• **TEXT UNDER STUDY**:
# MERM 12th vs. 13th for PE Exam



## GR8 PLUMENG (May 30, 2017)

Should I invest in MERM 13th? I used the 12th Ed MERM on the exam and i wasn't successful. Based on what I've read so far, there seems to be very little difference between the two. Also, is anyone willing to sell their 13th Ed.


----------



## Audi Driver P.E. (May 30, 2017)

There is little point in upgrading.  12th ed. is a perfectly good reference text to prepare you.  In fact, since it has the practice problems right in the text, I'd say it's better for at least the reason you don't have to buy the separate text for them.  If you use the MERM in conjunction with your undergrad texts you will have every underlying theory and methodology you will need to prepare.

Note: I began my study with the 12th ed. using a borrowed text.  I quickly found that I wanted to make notes right in it, so I gave the borrowed text back to my friend and bought my own.  Since I was purchasing anew, I decided to get the latest, but believe me, there is very little difference between the texts and I would have been just as well served to have bought the 12 ed.  And there were more people in my exam that had the 12 ed. sitting on the table than the 13th.


----------



## JHW 3d (Jun 8, 2017)

Some HVAC people say 13th edition was a big leap.


----------



## squaretaper LIT AF PE (May 3, 2018)

Reference books are for rookies. m1*Δh1=m2*Δh2 is all you need! Everything else is just a distractor! :rotflmao: :rotflmao: :rotflmao: ...says the guy who is on round 3.


----------



## squaretaper LIT AF PE (May 3, 2018)

I thought 13 was OK because I picked up the "Quick Reference" that matched it and I found it really useful. That way I just looked up equations in the Quick Reference while looking up tables in the MERM.


----------



## MechanicalApril17 (May 28, 2018)

12th edition is a fine book. I didn’t waste any  money on the upgrade.

However, if you’re planning to take a prep class then their class notes will use references to sections in the latest edition (13th).


----------

• **DATA FOR ANALYSIS**:

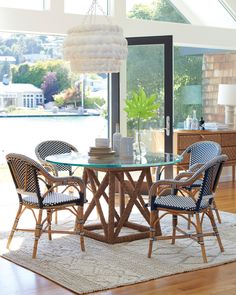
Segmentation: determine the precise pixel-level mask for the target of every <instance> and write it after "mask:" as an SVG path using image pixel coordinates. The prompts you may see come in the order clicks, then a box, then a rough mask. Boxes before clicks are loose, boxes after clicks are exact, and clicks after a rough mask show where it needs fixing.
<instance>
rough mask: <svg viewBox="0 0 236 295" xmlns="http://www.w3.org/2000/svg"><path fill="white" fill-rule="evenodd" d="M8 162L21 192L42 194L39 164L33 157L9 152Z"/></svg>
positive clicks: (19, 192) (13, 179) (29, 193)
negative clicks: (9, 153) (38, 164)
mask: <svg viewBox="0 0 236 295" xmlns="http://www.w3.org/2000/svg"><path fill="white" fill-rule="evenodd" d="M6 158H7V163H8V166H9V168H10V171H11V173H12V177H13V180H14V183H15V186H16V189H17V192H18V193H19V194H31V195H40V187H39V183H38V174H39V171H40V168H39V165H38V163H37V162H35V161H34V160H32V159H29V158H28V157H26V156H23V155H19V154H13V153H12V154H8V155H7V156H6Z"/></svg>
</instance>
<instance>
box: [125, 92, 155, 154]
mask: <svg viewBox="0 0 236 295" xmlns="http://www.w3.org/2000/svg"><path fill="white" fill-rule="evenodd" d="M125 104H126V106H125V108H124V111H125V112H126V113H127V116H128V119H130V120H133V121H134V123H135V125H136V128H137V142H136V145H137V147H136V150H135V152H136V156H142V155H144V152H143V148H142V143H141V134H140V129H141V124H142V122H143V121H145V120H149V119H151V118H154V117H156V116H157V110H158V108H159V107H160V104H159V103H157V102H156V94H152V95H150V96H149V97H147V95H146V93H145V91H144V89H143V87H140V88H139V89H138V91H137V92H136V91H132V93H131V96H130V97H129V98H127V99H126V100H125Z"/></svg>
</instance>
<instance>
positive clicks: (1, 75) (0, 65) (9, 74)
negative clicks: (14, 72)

* * *

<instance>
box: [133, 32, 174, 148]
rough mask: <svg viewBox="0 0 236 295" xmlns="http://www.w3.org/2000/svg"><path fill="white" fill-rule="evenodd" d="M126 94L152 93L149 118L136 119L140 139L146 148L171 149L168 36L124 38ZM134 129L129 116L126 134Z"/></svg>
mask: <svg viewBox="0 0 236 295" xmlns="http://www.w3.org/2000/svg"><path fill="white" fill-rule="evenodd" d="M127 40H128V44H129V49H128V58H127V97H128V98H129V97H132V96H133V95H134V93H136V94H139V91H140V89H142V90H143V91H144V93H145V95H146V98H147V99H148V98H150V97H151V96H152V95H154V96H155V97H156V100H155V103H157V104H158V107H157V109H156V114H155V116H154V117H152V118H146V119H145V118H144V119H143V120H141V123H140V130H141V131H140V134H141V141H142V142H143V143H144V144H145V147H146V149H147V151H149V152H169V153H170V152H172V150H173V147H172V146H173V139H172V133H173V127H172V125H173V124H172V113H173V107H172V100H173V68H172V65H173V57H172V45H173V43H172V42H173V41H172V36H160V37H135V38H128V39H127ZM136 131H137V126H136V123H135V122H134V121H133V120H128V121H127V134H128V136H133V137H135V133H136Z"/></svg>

==

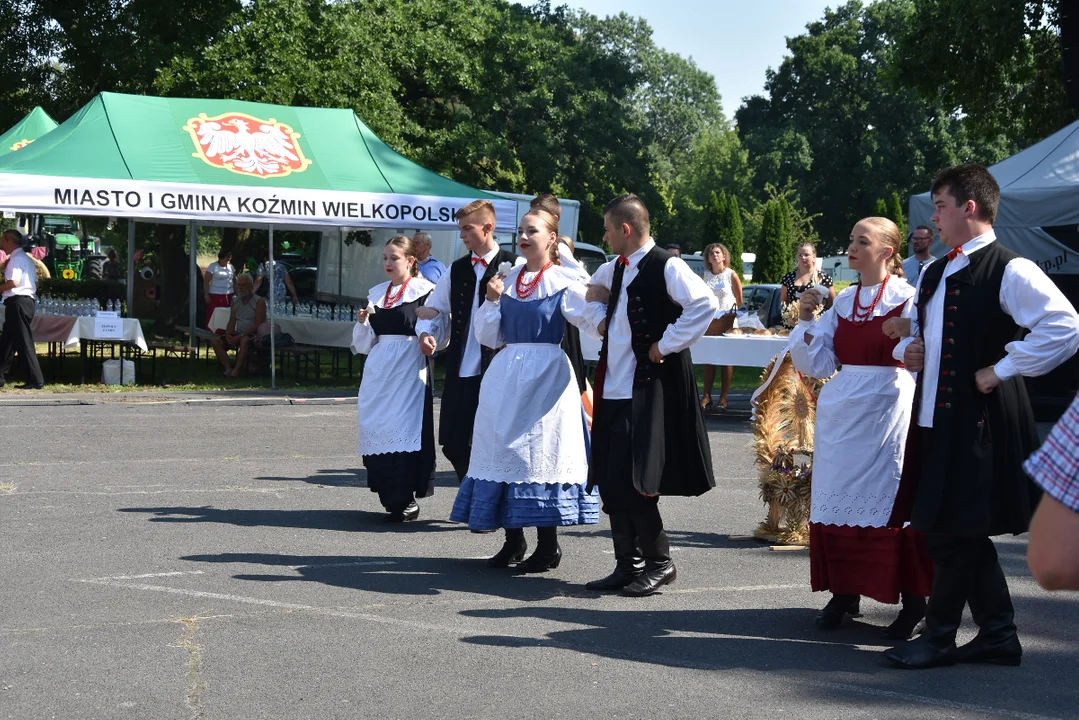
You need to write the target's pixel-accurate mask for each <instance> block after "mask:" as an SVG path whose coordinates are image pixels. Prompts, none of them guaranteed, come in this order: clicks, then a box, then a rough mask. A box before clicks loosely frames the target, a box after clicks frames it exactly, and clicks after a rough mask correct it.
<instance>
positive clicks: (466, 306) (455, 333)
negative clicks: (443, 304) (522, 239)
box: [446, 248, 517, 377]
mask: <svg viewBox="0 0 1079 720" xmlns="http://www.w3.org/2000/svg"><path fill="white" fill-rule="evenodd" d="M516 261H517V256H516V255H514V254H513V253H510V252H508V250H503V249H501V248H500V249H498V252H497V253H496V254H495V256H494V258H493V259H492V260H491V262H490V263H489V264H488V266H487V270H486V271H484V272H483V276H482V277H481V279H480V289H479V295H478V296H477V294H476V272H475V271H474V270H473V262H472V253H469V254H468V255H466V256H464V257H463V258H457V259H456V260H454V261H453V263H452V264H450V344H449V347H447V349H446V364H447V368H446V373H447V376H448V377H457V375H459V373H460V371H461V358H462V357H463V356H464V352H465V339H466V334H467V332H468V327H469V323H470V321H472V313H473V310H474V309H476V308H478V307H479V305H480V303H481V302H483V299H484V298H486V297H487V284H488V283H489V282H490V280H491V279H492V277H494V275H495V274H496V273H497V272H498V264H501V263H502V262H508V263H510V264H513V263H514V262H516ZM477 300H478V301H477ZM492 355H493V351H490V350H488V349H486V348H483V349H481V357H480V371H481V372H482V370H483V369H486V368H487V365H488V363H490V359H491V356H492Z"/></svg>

• **TO-DO ITEM**: Please reproduce, word for word, the passage of the MERM edition thread starting at "Reference books are" and ending at "on round 3.".

• **SOLVED EXERCISE**:
Reference books are for rookies. m1*Δh1=m2*Δh2 is all you need! Everything else is just a distractor! :rotflmao: :rotflmao: :rotflmao: ...says the guy who is on round 3.